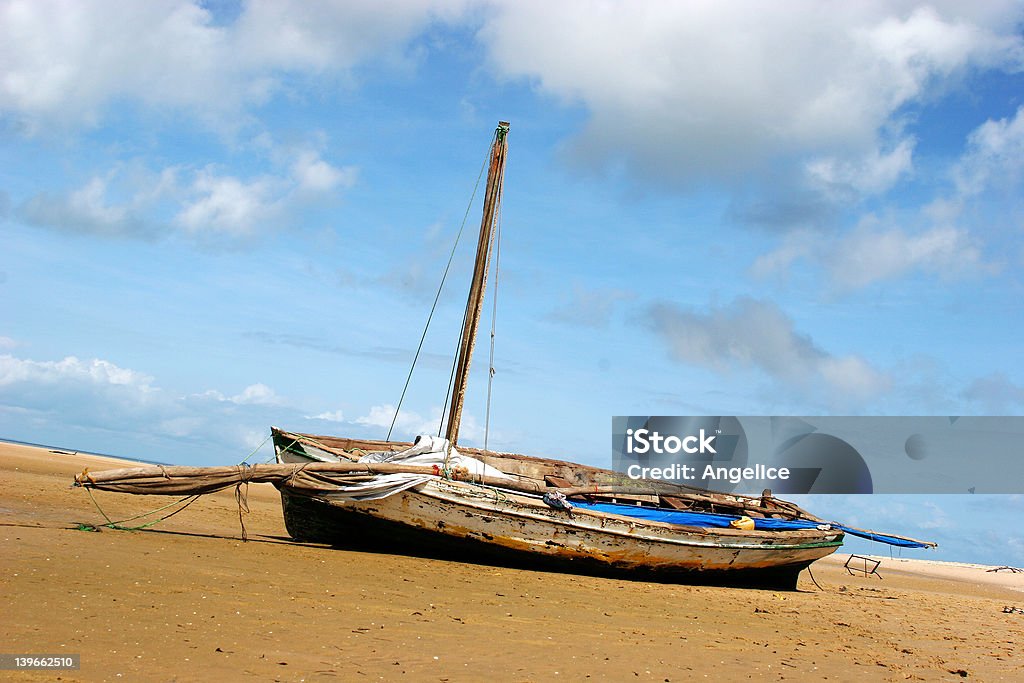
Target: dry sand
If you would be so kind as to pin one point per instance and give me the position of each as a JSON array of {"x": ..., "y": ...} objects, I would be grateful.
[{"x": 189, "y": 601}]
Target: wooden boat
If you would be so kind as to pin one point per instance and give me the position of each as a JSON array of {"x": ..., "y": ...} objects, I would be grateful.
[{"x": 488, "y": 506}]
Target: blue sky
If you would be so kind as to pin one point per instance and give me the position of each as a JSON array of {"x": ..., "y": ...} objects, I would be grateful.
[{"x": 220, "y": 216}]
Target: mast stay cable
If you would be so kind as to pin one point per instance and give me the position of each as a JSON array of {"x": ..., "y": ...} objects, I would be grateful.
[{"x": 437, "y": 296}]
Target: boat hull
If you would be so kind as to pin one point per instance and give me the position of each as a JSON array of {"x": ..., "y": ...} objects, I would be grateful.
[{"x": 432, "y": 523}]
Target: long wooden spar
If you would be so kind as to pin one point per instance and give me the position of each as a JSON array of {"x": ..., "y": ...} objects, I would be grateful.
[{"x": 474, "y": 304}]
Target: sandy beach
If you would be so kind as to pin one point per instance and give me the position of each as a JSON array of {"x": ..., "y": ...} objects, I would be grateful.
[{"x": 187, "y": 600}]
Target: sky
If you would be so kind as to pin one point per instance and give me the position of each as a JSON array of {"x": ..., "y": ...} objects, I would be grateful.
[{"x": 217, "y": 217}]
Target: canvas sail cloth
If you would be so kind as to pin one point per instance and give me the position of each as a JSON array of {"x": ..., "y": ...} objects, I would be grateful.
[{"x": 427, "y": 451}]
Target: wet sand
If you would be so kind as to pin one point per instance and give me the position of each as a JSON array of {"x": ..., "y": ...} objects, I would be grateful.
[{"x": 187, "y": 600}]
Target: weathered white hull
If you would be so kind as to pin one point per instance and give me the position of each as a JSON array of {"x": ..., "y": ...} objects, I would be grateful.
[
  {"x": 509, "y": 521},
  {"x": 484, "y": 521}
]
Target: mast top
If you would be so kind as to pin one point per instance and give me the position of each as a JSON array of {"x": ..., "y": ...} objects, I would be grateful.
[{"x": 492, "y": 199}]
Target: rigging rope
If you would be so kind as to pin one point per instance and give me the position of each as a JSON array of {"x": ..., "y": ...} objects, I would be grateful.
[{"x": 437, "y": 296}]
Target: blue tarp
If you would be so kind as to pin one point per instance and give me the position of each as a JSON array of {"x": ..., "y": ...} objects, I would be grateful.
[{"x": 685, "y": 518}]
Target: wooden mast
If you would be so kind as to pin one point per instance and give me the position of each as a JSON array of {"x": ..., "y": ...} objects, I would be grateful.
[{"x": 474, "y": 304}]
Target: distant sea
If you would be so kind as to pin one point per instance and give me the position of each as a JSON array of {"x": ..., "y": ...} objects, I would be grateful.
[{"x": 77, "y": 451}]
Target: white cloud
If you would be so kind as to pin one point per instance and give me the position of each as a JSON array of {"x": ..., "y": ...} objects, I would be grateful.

——————————

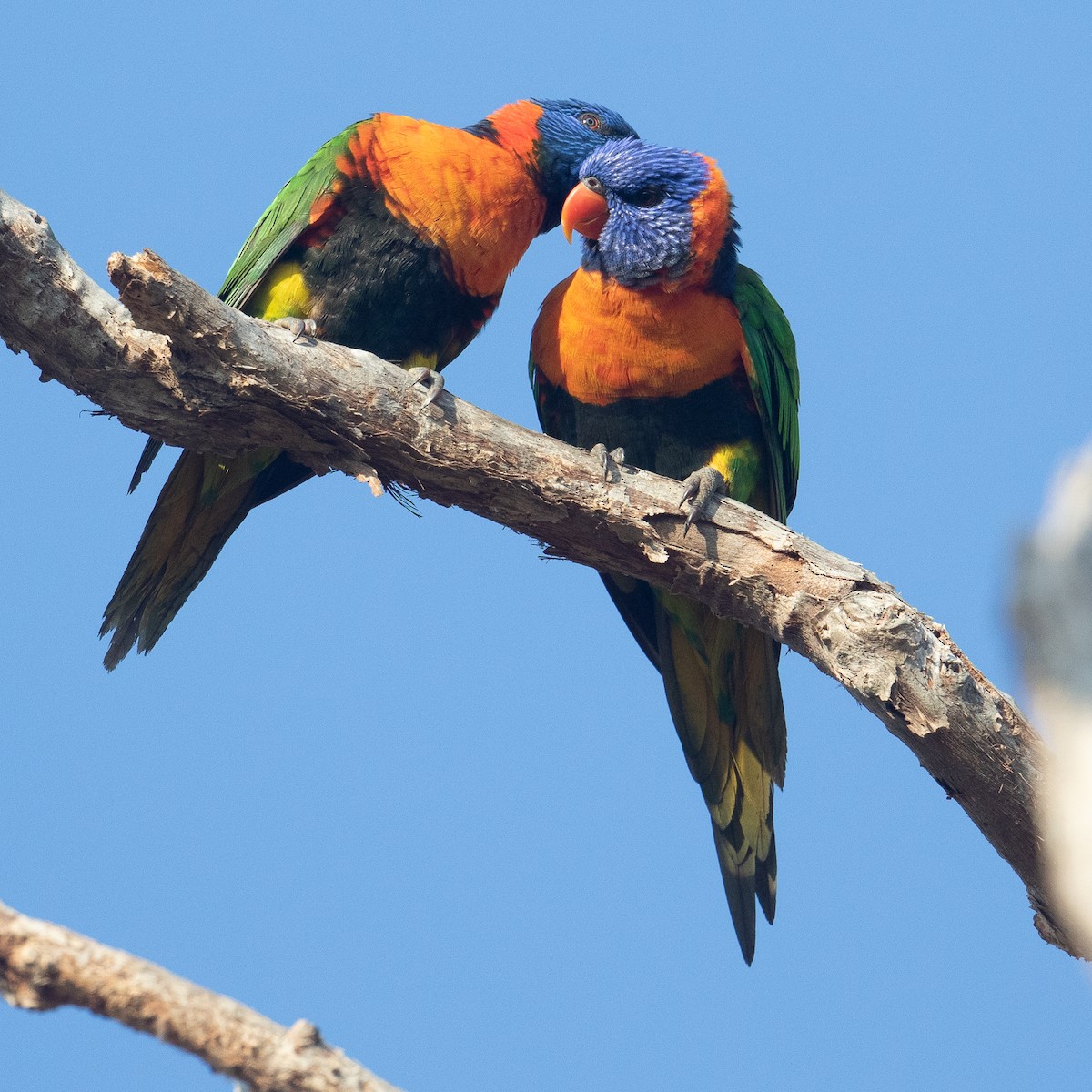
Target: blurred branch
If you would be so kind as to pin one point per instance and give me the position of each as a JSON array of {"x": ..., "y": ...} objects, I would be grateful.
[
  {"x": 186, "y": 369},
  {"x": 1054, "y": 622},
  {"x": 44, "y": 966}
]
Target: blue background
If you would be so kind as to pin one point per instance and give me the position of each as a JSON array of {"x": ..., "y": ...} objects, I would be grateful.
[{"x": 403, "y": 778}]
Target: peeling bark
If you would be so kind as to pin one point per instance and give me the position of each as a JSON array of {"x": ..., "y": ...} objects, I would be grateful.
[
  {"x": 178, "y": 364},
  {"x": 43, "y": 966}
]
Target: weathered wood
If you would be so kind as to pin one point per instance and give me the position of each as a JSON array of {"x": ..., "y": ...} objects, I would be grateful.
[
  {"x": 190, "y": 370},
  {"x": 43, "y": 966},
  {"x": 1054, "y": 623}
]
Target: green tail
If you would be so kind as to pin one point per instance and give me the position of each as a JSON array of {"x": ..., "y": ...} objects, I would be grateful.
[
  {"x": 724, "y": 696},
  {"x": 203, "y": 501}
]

——————————

#### Task
Look through the data above. Find each line with the string "hull" and copy it.

#### Answer for the task
Target: boat hull
Target: weathered white hull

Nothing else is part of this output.